---------- Text passage ----------

In fact, while Thanksgiving is commonly considered one of the most joyful times of year, it could turn out to be one of the most stressful of times for cooks who don’t follow these practices, says Dr. JeanWeese, an Extension food safety specialist and Auburn University professor of poultry science who heads the Alabama Extension food safety team.

Focus on the Entrée: the Thanksgiving Turkey

A prime focus of these sanitary practices should be on the entrée — the Thanksgiving turkey — she says, adding that one of the first rules of Thanksgiving safety should be not giving into the temptation to thaw turkey on the kitchen counter.

“Room temperature is a virtual green light for bacteria to breed,” she cautions. “Thaw it in the refrigerator instead. Just remember that a large turkey can take four to seven hours per pound to defrost, meaning that thawing should begin days before Thanksgiving.”

While it is also possible to thaw the bird with cool running water, Weese again urges caution.

“The water has to be constantly changed, because if you leave the bird in standing water, you’ve essentially created a bacterial bath,” she says, adding that it typically takes a 4- to 12-pound turkey between two and six hours to thaw in cold running water

Microwave thawing is another option, but the bird should be cooked as soon as thawing is completed. 

“Leaving a bird to sit for a long time in a microwave chamber increases the likelihood of contamination,” Weese stresses.

Avoid Stuffing Turkeys

As a second rule, Weese cautions against stuffing turkeys.

“Granted, stuffed turkeys are safe, so long as their internal temperature reaches 165 degrees Fahrenheit during cooking,” she says.  “But stuffing often proves to be more trouble than it’s worth.”

---------- Dataset extract ----------

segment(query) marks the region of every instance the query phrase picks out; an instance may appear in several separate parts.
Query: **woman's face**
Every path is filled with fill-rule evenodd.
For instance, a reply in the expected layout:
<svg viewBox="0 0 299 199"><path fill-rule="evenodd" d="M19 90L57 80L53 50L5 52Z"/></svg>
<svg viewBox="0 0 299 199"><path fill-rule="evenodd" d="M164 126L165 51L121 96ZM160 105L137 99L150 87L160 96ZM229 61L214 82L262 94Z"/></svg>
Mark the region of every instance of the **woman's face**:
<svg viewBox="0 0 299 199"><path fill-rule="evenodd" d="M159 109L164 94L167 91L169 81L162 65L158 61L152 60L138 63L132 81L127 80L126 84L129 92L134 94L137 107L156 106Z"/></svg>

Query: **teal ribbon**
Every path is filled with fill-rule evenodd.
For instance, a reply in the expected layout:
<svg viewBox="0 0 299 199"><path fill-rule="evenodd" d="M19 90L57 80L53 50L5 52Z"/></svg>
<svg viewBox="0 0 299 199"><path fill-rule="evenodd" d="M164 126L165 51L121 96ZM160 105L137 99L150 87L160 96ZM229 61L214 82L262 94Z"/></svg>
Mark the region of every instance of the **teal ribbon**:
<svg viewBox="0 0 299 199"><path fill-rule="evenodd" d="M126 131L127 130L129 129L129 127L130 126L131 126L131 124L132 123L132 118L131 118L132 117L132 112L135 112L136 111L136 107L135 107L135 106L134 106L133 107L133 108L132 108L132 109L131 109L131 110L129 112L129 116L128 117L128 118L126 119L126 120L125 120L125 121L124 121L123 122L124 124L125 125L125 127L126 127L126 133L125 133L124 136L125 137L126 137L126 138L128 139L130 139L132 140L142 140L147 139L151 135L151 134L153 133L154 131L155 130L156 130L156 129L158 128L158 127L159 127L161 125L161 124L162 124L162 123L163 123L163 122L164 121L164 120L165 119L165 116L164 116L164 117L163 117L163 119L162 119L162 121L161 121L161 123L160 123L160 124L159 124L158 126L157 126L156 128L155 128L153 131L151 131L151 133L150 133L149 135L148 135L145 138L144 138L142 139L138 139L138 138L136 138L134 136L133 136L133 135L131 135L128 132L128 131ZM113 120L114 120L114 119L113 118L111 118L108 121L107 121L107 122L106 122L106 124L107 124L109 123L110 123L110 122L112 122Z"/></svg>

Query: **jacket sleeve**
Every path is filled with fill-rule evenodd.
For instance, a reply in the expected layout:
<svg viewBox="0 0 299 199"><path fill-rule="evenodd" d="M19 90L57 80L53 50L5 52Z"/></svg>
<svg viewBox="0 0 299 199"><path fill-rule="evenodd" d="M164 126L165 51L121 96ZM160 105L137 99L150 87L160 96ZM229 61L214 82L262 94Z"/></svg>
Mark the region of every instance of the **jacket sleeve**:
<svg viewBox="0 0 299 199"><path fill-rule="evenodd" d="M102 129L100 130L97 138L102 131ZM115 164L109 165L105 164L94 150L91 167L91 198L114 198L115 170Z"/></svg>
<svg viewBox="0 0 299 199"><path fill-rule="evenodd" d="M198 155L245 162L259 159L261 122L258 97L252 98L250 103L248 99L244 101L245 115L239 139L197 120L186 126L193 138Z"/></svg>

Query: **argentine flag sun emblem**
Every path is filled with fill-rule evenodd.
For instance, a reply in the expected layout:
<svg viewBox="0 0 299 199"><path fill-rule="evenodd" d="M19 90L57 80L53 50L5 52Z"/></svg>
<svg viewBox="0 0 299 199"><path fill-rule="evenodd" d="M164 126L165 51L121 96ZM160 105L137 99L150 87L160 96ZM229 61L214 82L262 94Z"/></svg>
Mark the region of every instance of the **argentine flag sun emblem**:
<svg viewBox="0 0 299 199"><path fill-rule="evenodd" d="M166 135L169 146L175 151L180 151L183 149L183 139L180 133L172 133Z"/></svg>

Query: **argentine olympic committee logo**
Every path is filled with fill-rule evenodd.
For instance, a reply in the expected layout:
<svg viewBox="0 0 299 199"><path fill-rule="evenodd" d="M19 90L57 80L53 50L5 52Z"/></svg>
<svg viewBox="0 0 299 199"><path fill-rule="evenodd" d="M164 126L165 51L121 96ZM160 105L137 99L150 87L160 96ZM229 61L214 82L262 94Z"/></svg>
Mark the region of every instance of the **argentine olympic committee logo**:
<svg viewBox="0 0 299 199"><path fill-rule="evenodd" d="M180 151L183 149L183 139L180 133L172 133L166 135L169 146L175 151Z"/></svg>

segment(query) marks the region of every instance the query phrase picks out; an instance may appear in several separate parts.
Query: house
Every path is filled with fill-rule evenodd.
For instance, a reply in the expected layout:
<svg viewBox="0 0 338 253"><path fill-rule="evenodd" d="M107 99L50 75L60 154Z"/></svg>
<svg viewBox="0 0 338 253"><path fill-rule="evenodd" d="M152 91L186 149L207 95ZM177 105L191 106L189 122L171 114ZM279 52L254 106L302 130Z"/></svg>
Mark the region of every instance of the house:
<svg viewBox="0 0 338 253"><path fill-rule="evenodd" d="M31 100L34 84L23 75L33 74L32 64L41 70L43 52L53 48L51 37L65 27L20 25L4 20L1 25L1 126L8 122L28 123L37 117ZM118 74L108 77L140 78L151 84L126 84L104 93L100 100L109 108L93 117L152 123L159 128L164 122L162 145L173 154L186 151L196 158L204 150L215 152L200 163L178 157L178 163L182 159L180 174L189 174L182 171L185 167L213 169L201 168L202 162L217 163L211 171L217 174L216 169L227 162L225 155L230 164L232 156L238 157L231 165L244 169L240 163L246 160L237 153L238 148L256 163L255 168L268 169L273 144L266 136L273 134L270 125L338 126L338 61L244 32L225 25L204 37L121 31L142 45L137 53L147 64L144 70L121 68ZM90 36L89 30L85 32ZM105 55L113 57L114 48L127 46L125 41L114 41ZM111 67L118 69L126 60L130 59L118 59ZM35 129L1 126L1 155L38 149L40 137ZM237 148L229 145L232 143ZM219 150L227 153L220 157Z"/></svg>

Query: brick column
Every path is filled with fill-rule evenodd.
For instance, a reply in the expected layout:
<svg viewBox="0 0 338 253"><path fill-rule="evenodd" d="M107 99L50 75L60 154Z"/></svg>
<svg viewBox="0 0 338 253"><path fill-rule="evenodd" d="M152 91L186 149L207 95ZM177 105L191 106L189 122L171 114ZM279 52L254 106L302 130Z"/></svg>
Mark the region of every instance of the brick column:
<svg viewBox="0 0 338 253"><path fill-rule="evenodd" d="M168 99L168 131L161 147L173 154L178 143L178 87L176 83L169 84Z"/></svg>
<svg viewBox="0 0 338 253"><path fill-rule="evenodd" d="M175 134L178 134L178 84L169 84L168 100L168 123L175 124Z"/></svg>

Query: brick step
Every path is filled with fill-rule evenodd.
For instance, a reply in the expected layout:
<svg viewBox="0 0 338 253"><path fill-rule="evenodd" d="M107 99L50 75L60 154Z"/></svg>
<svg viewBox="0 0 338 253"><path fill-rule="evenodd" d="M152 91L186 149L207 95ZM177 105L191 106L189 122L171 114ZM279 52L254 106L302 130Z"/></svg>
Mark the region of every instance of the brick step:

----------

- Work instruction
Write out the whole text on Thanksgiving turkey safety word for word. These entries are separate material and have nothing to do with the text on Thanksgiving turkey safety.

- Answer space
In fact, while Thanksgiving is commonly considered one of the most joyful times of year, it could turn out to be one of the most stressful of times for cooks who don’t follow these practices, says Dr. JeanWeese, an Extension food safety specialist and Auburn University professor of poultry science who heads the Alabama Extension food safety team.

Focus on the Entrée: the Thanksgiving Turkey

A prime focus of these sanitary practices should be on the entrée — the Thanksgiving turkey — she says, adding that one of the first rules of Thanksgiving safety should be not giving into the temptation to thaw turkey on the kitchen counter.

“Room temperature is a virtual green light for bacteria to breed,” she cautions. “Thaw it in the refrigerator instead. Just remember that a large turkey can take four to seven hours per pound to defrost, meaning that thawing should begin days before Thanksgiving.”

While it is also possible to thaw the bird with cool running water, Weese again urges caution.

“The water has to be constantly changed, because if you leave the bird in standing water, you’ve essentially created a bacterial bath,” she says, adding that it typically takes a 4- to 12-pound turkey between two and six hours to thaw in cold running water

Microwave thawing is another option, but the bird should be cooked as soon as thawing is completed. 

“Leaving a bird to sit for a long time in a microwave chamber increases the likelihood of contamination,” Weese stresses.

Avoid Stuffing Turkeys

As a second rule, Weese cautions against stuffing turkeys.

“Granted, stuffed turkeys are safe, so long as their internal temperature reaches 165 degrees Fahrenheit during cooking,” she says.  “But stuffing often proves to be more trouble than it’s worth.”